◆ **QUOTED TEXT**

= = =

# ROC Post Scale Model



## BTP Liam (Nov 5, 2012)

Hi guys, following the good praise i got on my water-colour painting of the abandoned fertiliser factory, Stanford-le-Hope, I realised I had made another relevant piece of 'art'. I am a keen modeller and and an experienced model painter, and a few months back i made this model of an ROC post. Although based colours/features wise on the one at Canvey island, my beloved hometown, it is really just any of them. It does feature the brick mounting for the vent, and also a hydraulic radio mast which I think was only on one post amongst every so many. it was fairly quick to build and paint, maybe a week or two, and is made from mainly balsa wood, paper-clips, and kids modelling clay. Enjoy! If you live nearby you will be able to see it in the Bay Museum, Canvey Island, and will be there for quite some time - my friend and I managed to get ourselves a section to oursleves! The building is a cold war degaussing station, and has military/local history bits in it from both major wars and around.


----------



## Bones out (Nov 5, 2012)

Brilliant.....


----------



## Lucky Pants (Nov 5, 2012)

Thats ace, well done .


----------



## Mike L (Nov 6, 2012)

Liam, great model, what scale is it?
Could I make a suggestion?
As an experienced modeller could you do a 'below ground' version of the same site to show the internals of the ROC site to the public that might not be aware of the layout and purpose. The 'internal' view could sit beside the 'above ground' view.
Just an idea - no critisism.


----------



## wirelessmast (Nov 6, 2012)

Mike L said:


> Liam, great model, what scale is it?
> Could I make a suggestion?
> As an experienced modeller could you do a 'below ground' version of the same site to show the internals of the ROC site to the public that might not be aware of the layout and purpose. The 'internal' view could sit beside the 'above ground' view.
> Just an idea - no critisism.



I was just going to suggest that myself! A 'cut-away' model of the underground parts.

Is there a local museum that would display it on your behalf? I know many museums these days are very specialised, but in a nice old style town museum with an ecclectic mix of exhibits it would look great

(Whitby museum is one such, and has a model scene of the first German bomber to be shot down over the UK, sadly it doesnt have people figures on it, i think it should have figures of the guard placed on it the first night, as my grandma-in-law was on that detail!)


----------



## flyboys90 (Nov 6, 2012)

Superb model.


----------



## Pilot25dmc (Nov 6, 2012)

If you would be able to make another one I would pay you for it! I would love to have one on display at our aviation society. Drop me an email if your interested. [email protected].


----------



## BTP Liam (Nov 6, 2012)

Thanks guys, I'm not sure i could say a specific scale but probably between 1/56 and 1/48. You can see various ww2 British infantry - an airfix 1/72 scale one, the small, a wargaming size model which is 1/48 or thereabouts, and a 1/56 (I think) brit infantry which is the scale most modelling models are.






I did think of doing underground, but thought it might have been a bit of a challenge/couldn't be bothered! I obviously should, and I might do then, or make another model related to DP.


----------



## karltrowitz (Nov 6, 2012)

Great model, I just have 1 question. How did you do the grass?


----------



## chizyramone (Nov 6, 2012)

Awesome job there fella.


----------



## Klayton (Nov 17, 2012)

That's fantastic. I love modelling, but I'm nowhere near as good at it. As with others,a cutaway indoor view would be fantastic.


----------



## losttom (Nov 17, 2012)

That's great! And I bet a lot easier to look after than my own "full scale model"


----------



## BTP Liam (Nov 19, 2012)

The grass was done by painting the ground (made of clay) brown, then using pva to stick some 'static grass' down as well as some 'modelling flock'


----------

= = =

◆ **TASK INPUT**
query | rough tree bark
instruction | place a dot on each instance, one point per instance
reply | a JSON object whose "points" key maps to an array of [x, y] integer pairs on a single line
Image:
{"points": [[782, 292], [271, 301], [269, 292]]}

= = =

◆ **INSTRUCTION A**
According to the forum thread, where can the public see the model?
◆ **INSTRUCTION B**
Locate every line in the rows that contains the string "points", treating case as significant, and copy each of those lines.

◆ **FINAL RESULT A**
In the Bay Museum on Canvey Island.

◆ **FINAL RESULT B**
reply | a JSON object whose "points" key maps to an array of [x, y] integer pairs on a single line
{"points": [[782, 292], [271, 301], [269, 292]]}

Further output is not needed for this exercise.